# Document extract:
# My cats



## Gemma83 (Mar 5, 2008)

This is a dedication to Brandon and Paige, my beloved cats. As far as I know they are still alive and heatlhy out there, but following a realtionship breakdown, I was unable to take them with me and left my ex without them.

This happened back at christmas 06/07 and I still think of them every day. 

I don't actullaly have any photos of them as the memomy of leaving them was too hard.

So this not just for them, but for anyone who has ever had to leave their babies behind. x


----------



## griffpan (Feb 2, 2008)

aww that must be harder than when they go over the bridge because at least you have some sort of closure then


----------



## catzndogz (Mar 12, 2008)

gemma sorry to read you had to leave your cats behind. it's the not knowing that makes it worse than if they'd crossed over the bridge.

# Records:
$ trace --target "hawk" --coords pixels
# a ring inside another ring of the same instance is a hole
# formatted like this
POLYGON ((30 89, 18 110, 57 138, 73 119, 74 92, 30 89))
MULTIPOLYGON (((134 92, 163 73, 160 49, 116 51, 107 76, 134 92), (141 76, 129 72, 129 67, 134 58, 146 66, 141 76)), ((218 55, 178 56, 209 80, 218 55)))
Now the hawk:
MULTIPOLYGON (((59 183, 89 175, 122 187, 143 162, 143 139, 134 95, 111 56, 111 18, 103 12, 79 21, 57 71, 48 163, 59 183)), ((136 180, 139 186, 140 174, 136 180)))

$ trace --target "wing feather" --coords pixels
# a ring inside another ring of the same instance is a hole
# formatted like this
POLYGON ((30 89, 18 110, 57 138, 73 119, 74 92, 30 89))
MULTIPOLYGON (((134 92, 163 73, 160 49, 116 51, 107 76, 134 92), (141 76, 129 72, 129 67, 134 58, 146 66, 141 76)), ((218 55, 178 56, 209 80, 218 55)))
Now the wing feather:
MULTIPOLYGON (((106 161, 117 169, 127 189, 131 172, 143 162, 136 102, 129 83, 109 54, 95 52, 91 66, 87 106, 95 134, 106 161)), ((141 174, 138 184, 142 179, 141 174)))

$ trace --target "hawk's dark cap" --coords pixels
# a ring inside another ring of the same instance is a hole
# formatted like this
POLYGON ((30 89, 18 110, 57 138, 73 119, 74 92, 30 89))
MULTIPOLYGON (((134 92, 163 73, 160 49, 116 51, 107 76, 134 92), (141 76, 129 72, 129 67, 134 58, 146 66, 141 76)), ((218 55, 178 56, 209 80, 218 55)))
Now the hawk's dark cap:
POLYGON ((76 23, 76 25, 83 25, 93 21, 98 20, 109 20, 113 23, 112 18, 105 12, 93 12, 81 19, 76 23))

# Directions:
1) Reproduce the cats thread from "## griffpan (Feb" to "(Mar 12, 2008)", swapping "closure" for "peace".
2) Summarize the forum thread about leaving cats behind in two sentences.
3) Extend the forum thread about leaving cats behind with the posts that follow its final reply.

# Results:
1)
## griffpan (Feb 2, 2008)

aww that must be harder than when they go over the bridge because at least you have some sort of peace then


----------



## catzndogz (Mar 12, 2008)

2) Gemma83 dedicates the post to Brandon and Paige, cats left with an ex after a relationship breakdown at Christmas 06/07, and says they are still thought of every day, though there are no photos because the memory of leaving was too hard. The replies from griffpan and catzndogz say this is harder than a pet crossing over the bridge, since there is no closure and the not knowing makes it worse.

3)
is there no one who can tell you if the cats are ok  sending you hugs


----------



## bordercolliepup (Jan 9, 2008)

OMG Poor you sending huge cyber hugs hun xx


----------



## ashpot (May 24, 2008)

oh gemma so sorry it must be so hard for you wishing you all the best for the future hunni think positive


----------



## ashpot (May 24, 2008)

every time i have a look on on rainbow bridge it makes me cry but i keep coming back and i still have a good cry my thoughts and prays are with all


----------



## Debbie (Nov 10, 2007)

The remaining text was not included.